• **Objective**
Rewrite the entries below, switching "meerkat snout" to "otter snout" and keeping everything else the same. Omit the pictures.

--- start of Material to process ---

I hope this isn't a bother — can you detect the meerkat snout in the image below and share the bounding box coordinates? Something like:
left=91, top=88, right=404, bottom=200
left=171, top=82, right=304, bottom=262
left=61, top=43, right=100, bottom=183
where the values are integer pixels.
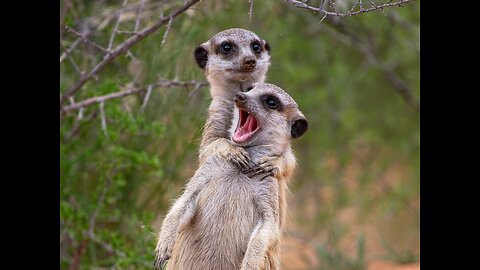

--- end of Material to process ---

• **Task result**
I hope this isn't a bother — can you detect the otter snout in the image below and share the bounding box coordinates? Something like:
left=91, top=88, right=404, bottom=200
left=171, top=82, right=304, bottom=262
left=61, top=43, right=100, bottom=183
where the values are integer pixels.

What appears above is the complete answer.